TASK LIST:
(1) Translate this sentence from the SPSS nearest neighbor post into Spanish: "Euclidean space is essentially non curved space."
(2) According to the SPSS nearest neighbor post, what process is more commonly known by another name than "Nearest Neighbor"?
(3) Please pick up the SPSS nearest neighbor post after its last sentence and continue it.

Friday, March 9, 2018

Nearest Neighbor / Dimension Reduction (Pt. II) (SPSS)

The “Nearest Neighbor” function is a feature that is included within the SPSS platform. “Nearest Neighbor”, is the term that the creators of the SPSS platform decided to designate to describe a process more commonly known as Euclidean distance measurement.

Euclidean distance measurement is the measurement of distances between two points within Euclidean space. Euclidean space is essentially non curved space. Typically non-Euclidean space refers most commonly to spheres.

When the nearest neighbor function is utilized, SPSS will treat each variable row input as a series of co-ordinates. Through the application of the Euclidean distance formula, the system will then analyze the data for the closest points contained within the same Euclidean space.


The Euclidean distance formula can be extended to include any number of dimensions. However, typically, for the sake of data visualization and accuracy, the number of variables commonly utilized for analysis is limited to three.

You can now understand how this topic is relevant as it pertains to dimension reduction. Dimension reduction allows the practitioner to reduce the number of dimensions contained within his data to a pragmatic amount. Nearest neighbor then enables the practitioner to search for similarities between observation entries.

GIVEN MATERIAL:
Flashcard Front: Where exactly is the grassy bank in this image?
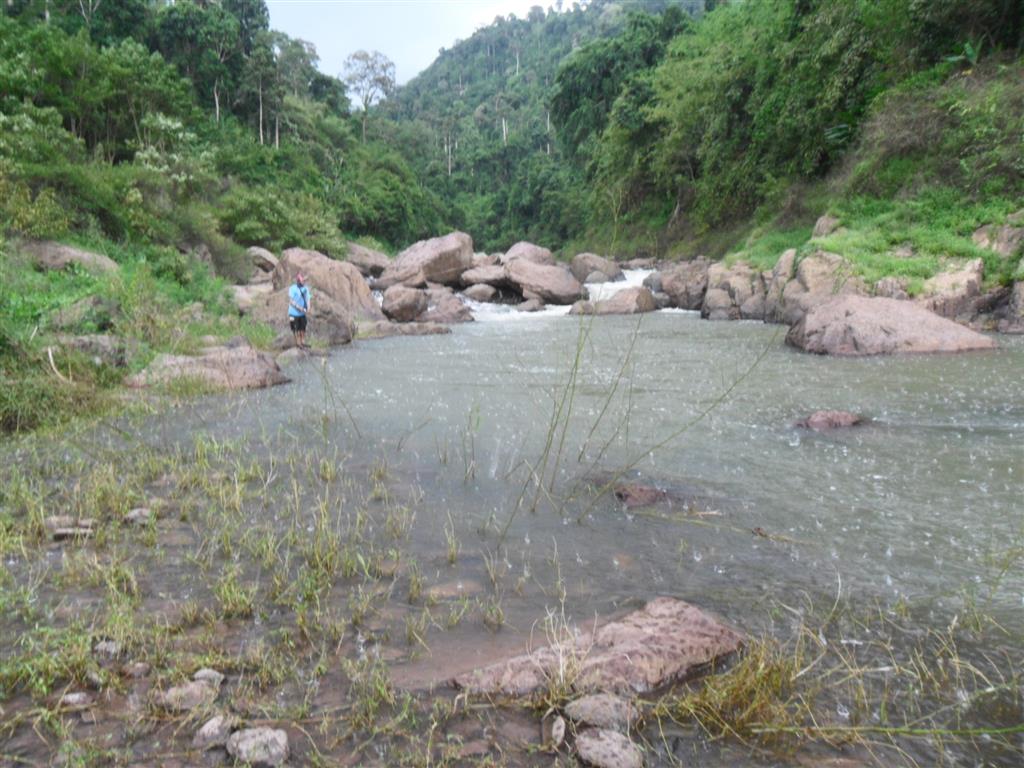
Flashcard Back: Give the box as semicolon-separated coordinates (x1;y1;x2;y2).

ANSWERS PROVIDED:
(1) El espacio euclidiano es, esencialmente, un espacio no curvo.

(2) Euclidean distance measurement.

(3)
Example (Dimension Reduction):


Here is our data set from the last example. I am going to make a slight modification which will prove useful during nearest neighbor analysis.

We will proceed with performing the same dimensional reduction analysis which was demonstrated in the previous example. However, we perform two steps differently.

The first being, is that we will not include all variables within our analysis. The variable “ID” will be excluded.


The next change pertains to the “Extraction” option. Since we do not want to exceed three dimensions of Euclidean space, we will directly specify that SPSS create exactly three component factors.


This step is completely optional, however, for the eventual output to match the output provided, this step must be completed.

To further reduce the dimensional space between variable points, select the "Rotation" option, then select "Quartimax". Once this has been completed, click "Continue".


Finally, we will specify that the component variables be saved to the original data sheet. This option can be enabled from the “Scores” menu.


After the analysis has been completed, the original data sheet should resemble:


Each new “FAC” variable represents a newly derived component, and the score which is contained within each cell represents the component score which coincides with each observation.

Example (Nearest Neighbor):

Now that we have our components defined, let’s move forward in our Euclidean distance analysis.

From the “Analyze” menu, select “Classify”, then select “Nearest Neighbor”.




The menu below should appear:


Select “Variables”, and utilize the middle center arrow to designate all component variables as “Features”. The selected variables are the values which will be analyzed though the utilization of the “Nearest Neighbor” procedure.  

(Note: In this particular case, selecting "Noramlize scale features" is not required, as the data variables within the "Features:" designation box are already normalized. This process occurred during the "Save as variables" step. However, if there was a scenario in which data variables were not normalized during a prior rotation step, you should enable the "Normalize scale features" option.)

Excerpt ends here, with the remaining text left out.